## Excerpt to read
------------------------------------------------

With probably as many as 50.000 internationals present, the majority military with KFOR, employment with international organisations and catering for their needs provide perhaps the biggest economic resource at the moment. But it also stimulates inflation which will hurt those not benefitting from it. The boom in the construction sector offers some scope for cottage industries and small-scale enterprise. Kosovo has the youngest population in Europe, seventy percent is younger than 30. Many of them will experience (continued) unemployment.

The physical damage in Kosovo is extensive, especially in the central-western part. A recent EU study costed the reconstruction bill for Kosovo at $ 2.1 billion. It is obvious that for most people the winter will be very difficult. An estimated 200.000 will have to be accommodated in 'collective centres' and winter tents. Agencies are also trying to identify and target vulnerable groups such as the elderly, the handicapped, families without much labour (e.g. widows). But hardship in the winter, inflation and unemployment will lead to frustrations that will become more apparent in coming months.

------------------------------------------------

## Materials provided
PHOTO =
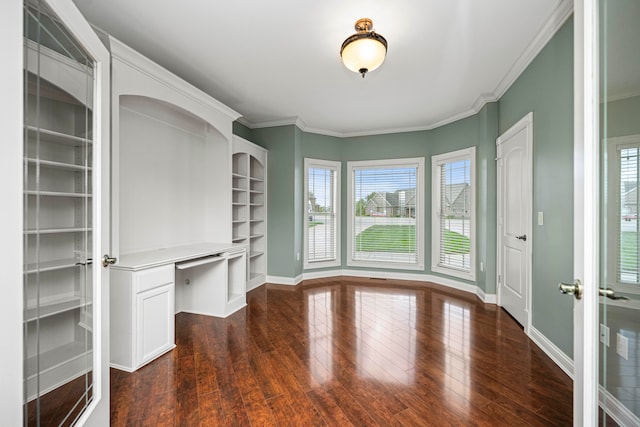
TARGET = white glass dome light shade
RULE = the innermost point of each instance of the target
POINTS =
(364, 51)
(364, 54)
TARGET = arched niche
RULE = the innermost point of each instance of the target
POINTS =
(171, 153)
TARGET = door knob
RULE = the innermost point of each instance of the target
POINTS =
(107, 260)
(574, 289)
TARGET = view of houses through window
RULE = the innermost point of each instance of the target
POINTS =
(627, 245)
(453, 204)
(386, 212)
(322, 183)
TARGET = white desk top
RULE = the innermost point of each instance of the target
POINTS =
(141, 260)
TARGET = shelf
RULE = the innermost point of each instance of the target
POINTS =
(60, 264)
(57, 137)
(57, 230)
(53, 307)
(58, 165)
(57, 357)
(56, 194)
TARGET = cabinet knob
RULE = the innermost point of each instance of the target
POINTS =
(107, 260)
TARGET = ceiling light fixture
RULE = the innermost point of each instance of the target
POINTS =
(365, 50)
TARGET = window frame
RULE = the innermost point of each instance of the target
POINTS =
(436, 162)
(614, 214)
(336, 166)
(418, 163)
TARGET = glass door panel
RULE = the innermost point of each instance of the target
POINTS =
(58, 211)
(619, 356)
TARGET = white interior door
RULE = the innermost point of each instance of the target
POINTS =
(586, 213)
(514, 219)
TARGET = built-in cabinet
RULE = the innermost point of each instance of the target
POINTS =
(249, 206)
(61, 225)
(171, 196)
(144, 327)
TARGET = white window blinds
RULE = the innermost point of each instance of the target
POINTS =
(321, 218)
(453, 213)
(385, 207)
(627, 246)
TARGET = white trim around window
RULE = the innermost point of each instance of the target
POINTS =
(322, 213)
(453, 232)
(383, 194)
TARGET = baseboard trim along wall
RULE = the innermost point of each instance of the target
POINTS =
(438, 280)
(558, 356)
(616, 410)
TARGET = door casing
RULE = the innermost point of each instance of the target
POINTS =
(526, 124)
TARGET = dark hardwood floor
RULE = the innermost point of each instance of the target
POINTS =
(348, 351)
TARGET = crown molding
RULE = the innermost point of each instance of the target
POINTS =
(556, 19)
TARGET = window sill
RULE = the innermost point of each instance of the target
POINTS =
(466, 275)
(321, 264)
(386, 265)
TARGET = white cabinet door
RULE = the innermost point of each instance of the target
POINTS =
(155, 322)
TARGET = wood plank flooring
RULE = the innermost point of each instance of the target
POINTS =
(348, 351)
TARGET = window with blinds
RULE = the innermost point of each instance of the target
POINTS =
(386, 213)
(322, 225)
(453, 230)
(627, 245)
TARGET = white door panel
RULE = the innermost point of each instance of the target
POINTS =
(514, 219)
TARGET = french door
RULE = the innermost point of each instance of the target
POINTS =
(606, 242)
(65, 227)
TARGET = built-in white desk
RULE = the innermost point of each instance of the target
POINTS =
(148, 288)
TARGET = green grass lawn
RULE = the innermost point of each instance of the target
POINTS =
(387, 238)
(402, 239)
(456, 243)
(629, 251)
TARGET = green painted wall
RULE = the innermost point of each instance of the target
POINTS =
(546, 88)
(486, 214)
(623, 117)
(281, 203)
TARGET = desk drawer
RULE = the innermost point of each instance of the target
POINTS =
(154, 277)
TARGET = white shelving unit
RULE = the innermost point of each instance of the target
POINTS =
(249, 206)
(58, 210)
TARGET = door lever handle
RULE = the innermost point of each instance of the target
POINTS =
(574, 289)
(611, 294)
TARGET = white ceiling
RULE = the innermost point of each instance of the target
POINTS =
(278, 62)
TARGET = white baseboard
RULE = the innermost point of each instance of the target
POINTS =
(280, 280)
(411, 276)
(321, 274)
(616, 410)
(444, 281)
(486, 298)
(562, 360)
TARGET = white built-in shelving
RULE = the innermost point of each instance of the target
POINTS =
(249, 219)
(58, 209)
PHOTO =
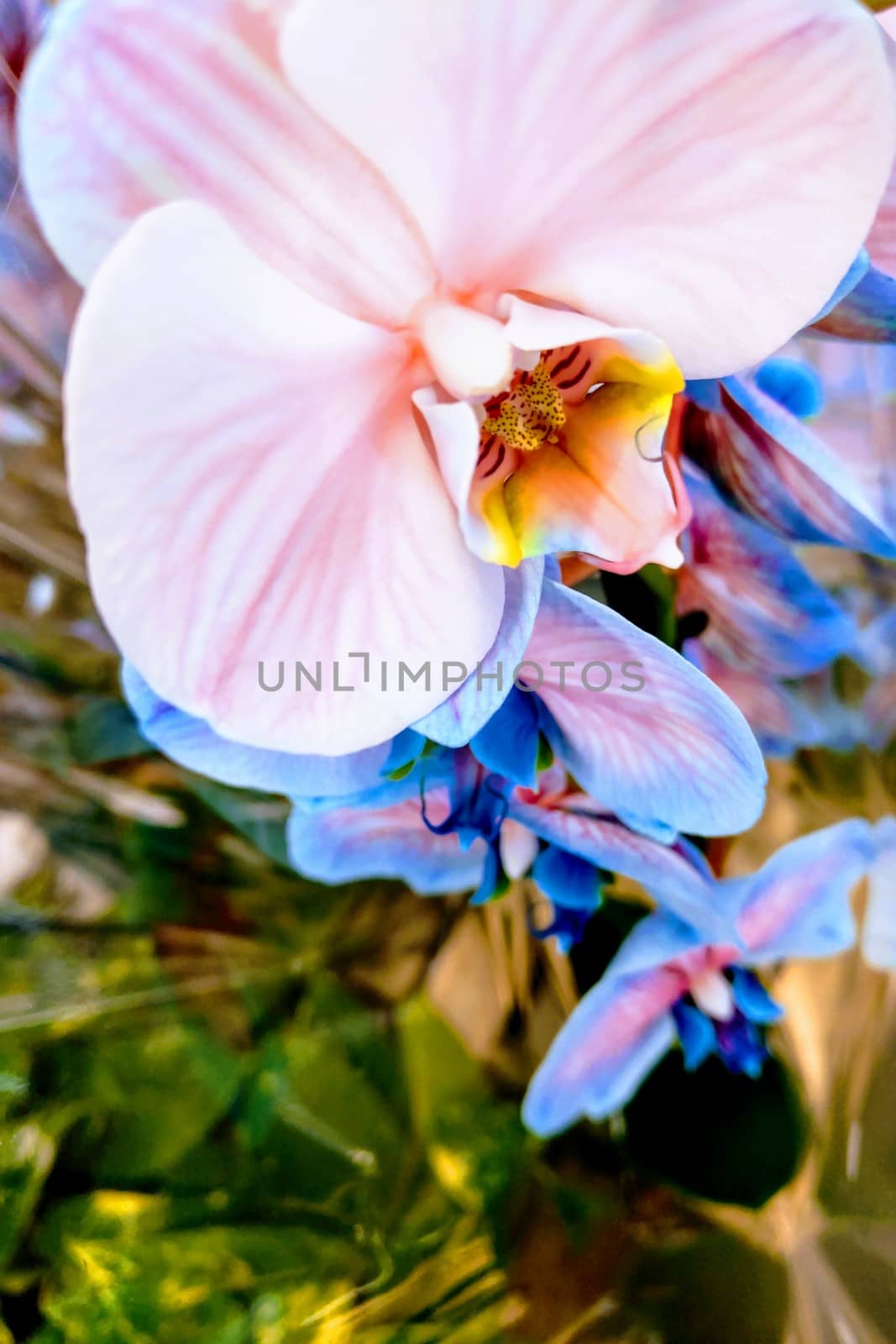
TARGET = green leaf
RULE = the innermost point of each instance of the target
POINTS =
(105, 730)
(152, 1093)
(27, 1155)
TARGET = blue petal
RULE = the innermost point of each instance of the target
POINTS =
(493, 878)
(469, 709)
(567, 927)
(567, 879)
(867, 313)
(781, 472)
(696, 1034)
(510, 743)
(752, 998)
(799, 902)
(766, 612)
(741, 1046)
(354, 843)
(705, 393)
(853, 276)
(794, 386)
(671, 749)
(673, 878)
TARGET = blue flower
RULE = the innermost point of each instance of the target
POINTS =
(668, 983)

------------------------------------------------

## Required task 1
List each line in the records that contains the word "blinds".
## Required task 2
Write the next part of the text on postwar conditions in Kosovo, starting after its final sentence.
The text about Kosovo has nothing to do with the records.

## Result 1
TARGET = white window blinds
TARGET = window with blinds

## Result 2
3.3. Aid coordination.

Although UNHCR has 'organised' Kosovo into 'areas of responsibility', unlike in Bosnia, it has not been able to 'vet' incoming NGOs, so that there are now over 300 known to be operating in Kosovo. The UN and NGOs have set up coordination 'cells' and 'councils', and national NGOs have also recently elected their own steering committee. Virtually every US or European secular NGO must be present in Kosovo, but a significant amount of assistance is also provided by church organisations, oecumenically working together. The biggest national NGO is the 'Mother Theresa Society' - Mother Theresa was born in Skopje, Macedonia, in 1910. The fora and platforms established however, are not likely to be able to achieve more than 'coordination light', with little impact on programme harmonisation. The agency competition for funds, 'territory' and 'beneficiaries' is already creating irritation among Kosovars. A repeat of the perceived 'aid agency circus' in Rwanda, could trigger more widespread public criticism of the humanitarian aid sector, and undermine the credibility of efforts in recent years to strengthen professional conduct and cooperation.

3.4. Protection.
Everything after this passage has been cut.